_DATA FOR REVIEW_.

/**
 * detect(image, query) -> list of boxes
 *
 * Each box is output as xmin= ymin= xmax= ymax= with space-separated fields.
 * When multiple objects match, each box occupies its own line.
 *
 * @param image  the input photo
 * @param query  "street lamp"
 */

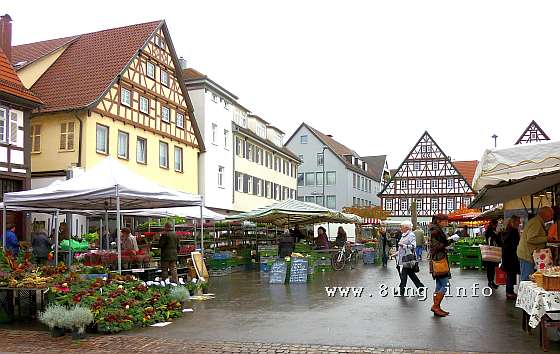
xmin=492 ymin=134 xmax=498 ymax=148
xmin=322 ymin=146 xmax=327 ymax=207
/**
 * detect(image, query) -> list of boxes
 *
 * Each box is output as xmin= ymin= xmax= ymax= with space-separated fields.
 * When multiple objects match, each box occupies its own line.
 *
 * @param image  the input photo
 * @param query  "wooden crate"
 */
xmin=543 ymin=275 xmax=560 ymax=291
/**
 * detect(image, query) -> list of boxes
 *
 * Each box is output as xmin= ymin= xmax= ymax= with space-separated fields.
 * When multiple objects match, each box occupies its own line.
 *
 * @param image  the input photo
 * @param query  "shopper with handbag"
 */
xmin=397 ymin=221 xmax=424 ymax=296
xmin=429 ymin=214 xmax=459 ymax=317
xmin=484 ymin=219 xmax=502 ymax=290
xmin=502 ymin=215 xmax=521 ymax=300
xmin=517 ymin=207 xmax=553 ymax=281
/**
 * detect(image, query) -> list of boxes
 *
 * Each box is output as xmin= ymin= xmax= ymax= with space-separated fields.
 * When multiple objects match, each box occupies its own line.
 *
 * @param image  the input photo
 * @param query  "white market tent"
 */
xmin=226 ymin=199 xmax=361 ymax=226
xmin=470 ymin=141 xmax=560 ymax=208
xmin=2 ymin=157 xmax=203 ymax=272
xmin=105 ymin=206 xmax=225 ymax=221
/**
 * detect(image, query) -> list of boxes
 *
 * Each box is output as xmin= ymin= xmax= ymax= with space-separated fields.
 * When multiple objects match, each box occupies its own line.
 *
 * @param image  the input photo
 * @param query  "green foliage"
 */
xmin=61 ymin=305 xmax=94 ymax=333
xmin=39 ymin=304 xmax=68 ymax=329
xmin=82 ymin=232 xmax=99 ymax=244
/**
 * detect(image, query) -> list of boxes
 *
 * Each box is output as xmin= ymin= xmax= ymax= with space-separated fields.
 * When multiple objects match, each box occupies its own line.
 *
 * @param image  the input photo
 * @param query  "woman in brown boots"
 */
xmin=429 ymin=214 xmax=457 ymax=317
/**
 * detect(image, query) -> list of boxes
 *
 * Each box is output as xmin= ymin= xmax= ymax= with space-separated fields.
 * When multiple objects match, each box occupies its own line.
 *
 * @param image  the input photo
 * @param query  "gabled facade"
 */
xmin=515 ymin=120 xmax=550 ymax=145
xmin=184 ymin=68 xmax=299 ymax=213
xmin=379 ymin=131 xmax=476 ymax=220
xmin=0 ymin=14 xmax=43 ymax=237
xmin=12 ymin=20 xmax=202 ymax=235
xmin=285 ymin=123 xmax=382 ymax=211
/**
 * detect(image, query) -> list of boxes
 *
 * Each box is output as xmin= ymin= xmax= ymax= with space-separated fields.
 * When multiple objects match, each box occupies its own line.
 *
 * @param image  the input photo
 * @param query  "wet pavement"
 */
xmin=130 ymin=262 xmax=557 ymax=353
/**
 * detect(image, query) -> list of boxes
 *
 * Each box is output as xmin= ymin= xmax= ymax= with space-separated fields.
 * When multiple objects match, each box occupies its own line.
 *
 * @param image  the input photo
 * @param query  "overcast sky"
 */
xmin=7 ymin=1 xmax=560 ymax=168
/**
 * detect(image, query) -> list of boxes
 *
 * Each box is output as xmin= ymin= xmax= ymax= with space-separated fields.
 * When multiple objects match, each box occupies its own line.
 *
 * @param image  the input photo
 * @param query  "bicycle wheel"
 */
xmin=350 ymin=251 xmax=359 ymax=269
xmin=331 ymin=251 xmax=345 ymax=271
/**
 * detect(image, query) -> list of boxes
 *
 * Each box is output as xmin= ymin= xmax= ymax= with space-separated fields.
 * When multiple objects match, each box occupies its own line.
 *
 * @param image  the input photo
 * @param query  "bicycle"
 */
xmin=331 ymin=242 xmax=359 ymax=271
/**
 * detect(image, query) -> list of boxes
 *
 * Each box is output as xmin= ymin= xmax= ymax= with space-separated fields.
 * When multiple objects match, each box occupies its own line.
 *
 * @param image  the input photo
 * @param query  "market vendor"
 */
xmin=4 ymin=224 xmax=19 ymax=256
xmin=278 ymin=231 xmax=295 ymax=258
xmin=31 ymin=226 xmax=52 ymax=265
xmin=314 ymin=226 xmax=329 ymax=249
xmin=121 ymin=227 xmax=138 ymax=251
xmin=290 ymin=224 xmax=306 ymax=242
xmin=517 ymin=206 xmax=553 ymax=281
xmin=159 ymin=222 xmax=179 ymax=283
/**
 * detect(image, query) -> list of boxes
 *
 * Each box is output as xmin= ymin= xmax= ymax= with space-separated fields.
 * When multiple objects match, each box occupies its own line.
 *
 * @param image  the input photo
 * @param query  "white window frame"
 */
xmin=146 ymin=61 xmax=155 ymax=79
xmin=385 ymin=199 xmax=393 ymax=210
xmin=447 ymin=198 xmax=454 ymax=210
xmin=117 ymin=130 xmax=129 ymax=159
xmin=60 ymin=121 xmax=75 ymax=151
xmin=431 ymin=198 xmax=438 ymax=211
xmin=160 ymin=70 xmax=170 ymax=87
xmin=431 ymin=179 xmax=438 ymax=189
xmin=326 ymin=171 xmax=336 ymax=185
xmin=400 ymin=180 xmax=408 ymax=189
xmin=416 ymin=198 xmax=423 ymax=211
xmin=400 ymin=198 xmax=408 ymax=211
xmin=120 ymin=87 xmax=131 ymax=107
xmin=300 ymin=135 xmax=308 ymax=144
xmin=416 ymin=179 xmax=422 ymax=189
xmin=0 ymin=108 xmax=6 ymax=143
xmin=413 ymin=162 xmax=420 ymax=171
xmin=176 ymin=112 xmax=184 ymax=129
xmin=161 ymin=106 xmax=170 ymax=123
xmin=139 ymin=96 xmax=149 ymax=114
xmin=174 ymin=146 xmax=183 ymax=172
xmin=31 ymin=124 xmax=41 ymax=153
xmin=159 ymin=141 xmax=169 ymax=168
xmin=447 ymin=178 xmax=454 ymax=189
xmin=136 ymin=137 xmax=147 ymax=164
xmin=95 ymin=124 xmax=108 ymax=154
xmin=326 ymin=195 xmax=336 ymax=209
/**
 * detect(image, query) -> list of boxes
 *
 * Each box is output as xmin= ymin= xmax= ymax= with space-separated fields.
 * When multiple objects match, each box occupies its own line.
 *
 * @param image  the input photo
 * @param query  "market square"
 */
xmin=2 ymin=2 xmax=560 ymax=353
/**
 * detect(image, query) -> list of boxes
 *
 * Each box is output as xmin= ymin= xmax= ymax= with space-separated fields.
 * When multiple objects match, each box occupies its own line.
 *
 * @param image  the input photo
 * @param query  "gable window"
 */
xmin=400 ymin=179 xmax=408 ymax=189
xmin=160 ymin=70 xmax=170 ymax=87
xmin=155 ymin=36 xmax=166 ymax=49
xmin=413 ymin=162 xmax=420 ymax=171
xmin=31 ymin=124 xmax=41 ymax=153
xmin=176 ymin=112 xmax=184 ymax=129
xmin=120 ymin=87 xmax=131 ymax=107
xmin=95 ymin=124 xmax=108 ymax=154
xmin=300 ymin=135 xmax=308 ymax=144
xmin=161 ymin=106 xmax=170 ymax=123
xmin=146 ymin=62 xmax=155 ymax=79
xmin=139 ymin=96 xmax=149 ymax=114
xmin=60 ymin=121 xmax=75 ymax=151
xmin=174 ymin=146 xmax=183 ymax=172
xmin=256 ymin=123 xmax=266 ymax=138
xmin=530 ymin=131 xmax=537 ymax=140
xmin=117 ymin=131 xmax=129 ymax=159
xmin=136 ymin=137 xmax=147 ymax=164
xmin=447 ymin=178 xmax=454 ymax=189
xmin=9 ymin=112 xmax=17 ymax=144
xmin=317 ymin=153 xmax=324 ymax=166
xmin=416 ymin=179 xmax=422 ymax=189
xmin=385 ymin=199 xmax=393 ymax=210
xmin=159 ymin=141 xmax=169 ymax=168
xmin=431 ymin=179 xmax=438 ymax=189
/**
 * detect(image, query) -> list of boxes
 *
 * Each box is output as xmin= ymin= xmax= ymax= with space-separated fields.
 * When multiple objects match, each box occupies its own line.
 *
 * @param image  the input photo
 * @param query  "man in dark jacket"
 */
xmin=502 ymin=215 xmax=521 ymax=300
xmin=159 ymin=222 xmax=179 ymax=283
xmin=32 ymin=228 xmax=52 ymax=265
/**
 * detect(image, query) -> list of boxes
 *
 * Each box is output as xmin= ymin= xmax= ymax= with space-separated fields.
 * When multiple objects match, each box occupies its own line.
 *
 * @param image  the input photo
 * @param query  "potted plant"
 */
xmin=169 ymin=286 xmax=190 ymax=308
xmin=39 ymin=304 xmax=67 ymax=337
xmin=62 ymin=305 xmax=94 ymax=340
xmin=186 ymin=281 xmax=197 ymax=296
xmin=200 ymin=281 xmax=209 ymax=294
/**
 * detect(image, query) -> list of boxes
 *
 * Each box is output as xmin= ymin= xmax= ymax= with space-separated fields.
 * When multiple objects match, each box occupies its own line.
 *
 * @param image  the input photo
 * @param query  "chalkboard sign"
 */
xmin=289 ymin=258 xmax=308 ymax=283
xmin=269 ymin=261 xmax=288 ymax=284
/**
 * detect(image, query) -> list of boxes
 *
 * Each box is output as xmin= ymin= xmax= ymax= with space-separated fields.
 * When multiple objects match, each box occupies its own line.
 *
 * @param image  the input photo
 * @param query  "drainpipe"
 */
xmin=73 ymin=112 xmax=83 ymax=168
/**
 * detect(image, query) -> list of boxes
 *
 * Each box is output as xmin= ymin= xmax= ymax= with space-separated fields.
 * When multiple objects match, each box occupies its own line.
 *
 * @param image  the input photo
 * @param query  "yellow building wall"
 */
xmin=18 ymin=45 xmax=69 ymax=89
xmin=504 ymin=195 xmax=552 ymax=211
xmin=82 ymin=112 xmax=198 ymax=194
xmin=30 ymin=112 xmax=80 ymax=172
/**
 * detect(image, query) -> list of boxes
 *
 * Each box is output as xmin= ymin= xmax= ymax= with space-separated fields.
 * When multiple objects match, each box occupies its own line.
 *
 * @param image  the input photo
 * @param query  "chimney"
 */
xmin=0 ymin=14 xmax=12 ymax=62
xmin=179 ymin=56 xmax=187 ymax=70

_DIRECTIONS_.
List all lines from the entries that include the word "bicycle".

_EXERCISE RESULT_.
 * @param query  "bicycle wheel"
 * @param query  "bicycle"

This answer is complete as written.